**Short exercise**.
Every entry that follows should be reproduced exactly.

**Material to process**.
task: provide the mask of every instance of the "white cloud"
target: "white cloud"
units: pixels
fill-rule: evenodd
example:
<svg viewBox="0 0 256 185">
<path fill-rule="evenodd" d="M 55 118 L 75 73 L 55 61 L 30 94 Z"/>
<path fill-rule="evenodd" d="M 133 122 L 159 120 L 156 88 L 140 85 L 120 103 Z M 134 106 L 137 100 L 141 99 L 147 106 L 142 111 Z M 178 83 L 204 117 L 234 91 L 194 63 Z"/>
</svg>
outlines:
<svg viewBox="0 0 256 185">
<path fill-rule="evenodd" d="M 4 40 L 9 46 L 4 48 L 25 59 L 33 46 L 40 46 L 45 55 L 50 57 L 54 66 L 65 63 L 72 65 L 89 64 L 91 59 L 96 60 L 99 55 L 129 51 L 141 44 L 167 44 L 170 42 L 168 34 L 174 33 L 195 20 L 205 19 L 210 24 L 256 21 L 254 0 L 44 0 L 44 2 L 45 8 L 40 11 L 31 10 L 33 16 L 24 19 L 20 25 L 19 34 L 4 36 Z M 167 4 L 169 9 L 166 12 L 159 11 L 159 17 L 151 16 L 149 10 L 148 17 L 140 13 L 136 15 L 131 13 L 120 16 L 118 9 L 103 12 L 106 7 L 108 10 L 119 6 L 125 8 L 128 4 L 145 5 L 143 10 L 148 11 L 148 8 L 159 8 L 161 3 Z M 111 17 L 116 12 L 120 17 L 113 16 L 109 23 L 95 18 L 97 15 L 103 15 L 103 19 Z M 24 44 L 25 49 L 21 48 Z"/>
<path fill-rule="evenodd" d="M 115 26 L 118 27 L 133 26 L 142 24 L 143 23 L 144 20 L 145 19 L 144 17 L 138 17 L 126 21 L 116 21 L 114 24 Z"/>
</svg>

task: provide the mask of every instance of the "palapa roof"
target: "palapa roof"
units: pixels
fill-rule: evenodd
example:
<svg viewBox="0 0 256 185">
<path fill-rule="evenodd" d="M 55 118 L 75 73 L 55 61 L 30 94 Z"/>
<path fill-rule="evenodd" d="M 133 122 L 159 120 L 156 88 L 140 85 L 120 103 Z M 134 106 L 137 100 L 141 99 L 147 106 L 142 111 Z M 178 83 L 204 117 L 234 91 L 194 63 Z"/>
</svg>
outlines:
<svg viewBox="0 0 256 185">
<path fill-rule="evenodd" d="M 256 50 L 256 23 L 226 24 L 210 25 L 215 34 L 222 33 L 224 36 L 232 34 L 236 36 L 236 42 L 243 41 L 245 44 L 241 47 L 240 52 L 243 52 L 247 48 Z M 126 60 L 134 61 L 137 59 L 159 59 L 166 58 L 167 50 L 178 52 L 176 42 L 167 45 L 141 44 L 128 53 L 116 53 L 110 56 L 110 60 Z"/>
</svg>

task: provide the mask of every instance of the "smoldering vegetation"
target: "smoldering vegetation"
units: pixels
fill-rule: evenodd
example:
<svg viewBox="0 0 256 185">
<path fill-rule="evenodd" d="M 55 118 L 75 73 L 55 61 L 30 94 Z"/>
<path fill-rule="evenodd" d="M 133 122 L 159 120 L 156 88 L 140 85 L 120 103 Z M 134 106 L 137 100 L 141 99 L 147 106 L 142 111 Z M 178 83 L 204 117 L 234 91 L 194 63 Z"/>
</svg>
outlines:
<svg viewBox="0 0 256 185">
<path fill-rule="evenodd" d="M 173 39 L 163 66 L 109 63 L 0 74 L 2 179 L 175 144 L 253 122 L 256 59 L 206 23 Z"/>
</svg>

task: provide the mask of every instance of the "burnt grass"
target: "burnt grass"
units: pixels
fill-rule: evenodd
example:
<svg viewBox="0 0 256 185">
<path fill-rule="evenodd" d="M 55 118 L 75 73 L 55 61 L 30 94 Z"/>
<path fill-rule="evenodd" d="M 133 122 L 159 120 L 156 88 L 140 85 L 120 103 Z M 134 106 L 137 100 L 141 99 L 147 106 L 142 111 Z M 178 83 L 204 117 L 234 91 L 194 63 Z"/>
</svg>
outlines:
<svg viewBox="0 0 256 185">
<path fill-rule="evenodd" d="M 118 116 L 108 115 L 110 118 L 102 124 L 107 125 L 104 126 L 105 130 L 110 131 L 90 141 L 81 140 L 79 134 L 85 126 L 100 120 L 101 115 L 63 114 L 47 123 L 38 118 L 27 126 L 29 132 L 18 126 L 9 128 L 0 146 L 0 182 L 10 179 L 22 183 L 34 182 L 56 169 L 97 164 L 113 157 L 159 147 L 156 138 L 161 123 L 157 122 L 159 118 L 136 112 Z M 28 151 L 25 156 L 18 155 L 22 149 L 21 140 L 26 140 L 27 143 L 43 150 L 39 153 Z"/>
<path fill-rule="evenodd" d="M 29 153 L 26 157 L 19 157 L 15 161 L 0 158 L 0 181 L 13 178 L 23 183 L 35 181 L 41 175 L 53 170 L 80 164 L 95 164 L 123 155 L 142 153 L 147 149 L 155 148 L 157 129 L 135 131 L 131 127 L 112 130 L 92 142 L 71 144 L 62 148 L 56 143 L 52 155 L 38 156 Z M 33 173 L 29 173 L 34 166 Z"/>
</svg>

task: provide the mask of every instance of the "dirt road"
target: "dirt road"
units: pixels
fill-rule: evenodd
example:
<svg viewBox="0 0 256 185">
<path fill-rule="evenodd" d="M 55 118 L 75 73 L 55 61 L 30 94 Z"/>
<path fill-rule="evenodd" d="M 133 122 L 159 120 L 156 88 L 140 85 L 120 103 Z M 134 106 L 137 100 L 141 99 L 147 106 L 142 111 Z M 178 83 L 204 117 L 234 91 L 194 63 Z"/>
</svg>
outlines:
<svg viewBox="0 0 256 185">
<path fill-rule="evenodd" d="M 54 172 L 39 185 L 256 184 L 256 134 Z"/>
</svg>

**Complete output**.
task: provide the mask of every instance of the "white cloud"
target: "white cloud"
units: pixels
fill-rule: evenodd
example:
<svg viewBox="0 0 256 185">
<path fill-rule="evenodd" d="M 55 118 L 75 73 L 55 61 L 30 94 Z"/>
<path fill-rule="evenodd" d="M 133 122 L 159 120 L 156 88 L 140 85 L 120 103 Z M 134 106 L 137 100 L 141 99 L 147 106 L 142 111 Z M 178 83 L 204 117 L 234 91 L 194 63 Z"/>
</svg>
outlines:
<svg viewBox="0 0 256 185">
<path fill-rule="evenodd" d="M 4 40 L 9 46 L 4 48 L 25 59 L 33 46 L 40 46 L 45 55 L 50 57 L 54 66 L 65 63 L 72 65 L 89 64 L 91 59 L 96 60 L 99 55 L 129 51 L 141 44 L 167 44 L 170 42 L 168 34 L 174 33 L 195 20 L 205 19 L 210 24 L 256 21 L 254 0 L 44 0 L 44 2 L 45 8 L 40 11 L 31 10 L 33 16 L 24 19 L 20 25 L 19 34 L 4 36 Z M 167 4 L 169 9 L 166 12 L 159 11 L 159 17 L 151 16 L 149 10 L 148 17 L 140 13 L 136 15 L 131 13 L 120 16 L 118 9 L 103 12 L 106 7 L 108 10 L 119 6 L 125 8 L 128 4 L 145 5 L 143 10 L 148 11 L 148 8 L 159 8 L 161 3 Z M 111 17 L 116 12 L 120 17 L 113 16 L 109 23 L 95 18 L 97 15 L 103 15 L 103 19 Z M 24 44 L 25 49 L 21 48 Z"/>
<path fill-rule="evenodd" d="M 115 26 L 118 27 L 133 26 L 142 24 L 143 23 L 144 20 L 145 19 L 144 17 L 138 17 L 126 21 L 116 21 L 114 24 Z"/>
</svg>

task: provide the mask of every instance of the "palapa roof"
target: "palapa roof"
units: pixels
fill-rule: evenodd
example:
<svg viewBox="0 0 256 185">
<path fill-rule="evenodd" d="M 55 118 L 75 73 L 55 61 L 30 94 Z"/>
<path fill-rule="evenodd" d="M 133 122 L 159 120 L 156 88 L 140 85 L 120 103 Z M 134 106 L 137 100 L 141 99 L 147 106 L 142 111 Z M 178 83 L 204 117 L 234 91 L 194 63 Z"/>
</svg>
outlines:
<svg viewBox="0 0 256 185">
<path fill-rule="evenodd" d="M 256 50 L 256 23 L 226 24 L 210 25 L 215 34 L 222 33 L 224 36 L 232 34 L 236 36 L 236 42 L 243 41 L 245 44 L 241 47 L 240 52 L 243 52 L 247 48 Z M 126 60 L 134 61 L 137 59 L 159 59 L 166 58 L 167 50 L 178 52 L 176 42 L 167 45 L 141 44 L 128 53 L 116 53 L 110 56 L 110 60 Z"/>
</svg>

task: provide the mask of every instance of the "smoldering vegetation"
target: "smoldering vegetation"
units: pixels
fill-rule: evenodd
example:
<svg viewBox="0 0 256 185">
<path fill-rule="evenodd" d="M 55 118 L 75 73 L 55 61 L 30 94 Z"/>
<path fill-rule="evenodd" d="M 133 122 L 159 120 L 156 88 L 140 85 L 120 103 Z M 134 106 L 137 100 L 141 99 L 147 106 L 142 111 Z M 178 83 L 204 117 L 234 91 L 194 63 Z"/>
</svg>
outlines:
<svg viewBox="0 0 256 185">
<path fill-rule="evenodd" d="M 173 39 L 163 66 L 109 63 L 0 74 L 2 179 L 175 144 L 253 122 L 256 59 L 206 23 Z"/>
</svg>

task: provide the mask of every instance of the "burnt grass"
target: "burnt grass"
units: pixels
fill-rule: evenodd
example:
<svg viewBox="0 0 256 185">
<path fill-rule="evenodd" d="M 55 118 L 75 73 L 55 61 L 30 94 Z"/>
<path fill-rule="evenodd" d="M 133 122 L 159 120 L 156 88 L 140 85 L 120 103 Z M 134 106 L 137 100 L 141 99 L 147 106 L 142 111 Z M 178 83 L 204 117 L 234 91 L 194 63 Z"/>
</svg>
outlines:
<svg viewBox="0 0 256 185">
<path fill-rule="evenodd" d="M 118 116 L 108 115 L 110 118 L 102 124 L 107 125 L 104 126 L 105 130 L 110 131 L 90 141 L 81 140 L 79 134 L 85 126 L 100 120 L 101 115 L 63 114 L 47 123 L 38 118 L 27 126 L 29 132 L 18 126 L 9 128 L 0 146 L 0 182 L 10 179 L 22 183 L 34 182 L 56 169 L 97 164 L 113 157 L 159 147 L 156 138 L 161 123 L 157 122 L 159 118 L 136 112 Z M 28 151 L 25 156 L 18 155 L 22 149 L 21 140 L 26 140 L 27 143 L 43 150 L 39 153 Z"/>
<path fill-rule="evenodd" d="M 29 153 L 26 157 L 19 157 L 15 161 L 0 158 L 0 181 L 13 178 L 23 183 L 35 181 L 41 175 L 53 170 L 80 164 L 95 164 L 123 155 L 142 153 L 147 149 L 155 148 L 157 129 L 135 131 L 131 127 L 112 130 L 92 142 L 71 144 L 62 148 L 56 143 L 52 155 L 38 156 Z M 33 173 L 29 173 L 34 166 Z"/>
</svg>

task: provide the mask of every instance of the "dirt road"
target: "dirt road"
units: pixels
fill-rule: evenodd
example:
<svg viewBox="0 0 256 185">
<path fill-rule="evenodd" d="M 55 118 L 75 73 L 55 61 L 30 94 Z"/>
<path fill-rule="evenodd" d="M 133 122 L 159 120 L 156 88 L 140 85 L 120 103 Z M 134 106 L 137 100 L 141 99 L 147 106 L 142 111 Z M 178 83 L 204 117 L 234 91 L 194 63 Z"/>
</svg>
outlines:
<svg viewBox="0 0 256 185">
<path fill-rule="evenodd" d="M 54 172 L 39 185 L 256 184 L 256 134 Z"/>
</svg>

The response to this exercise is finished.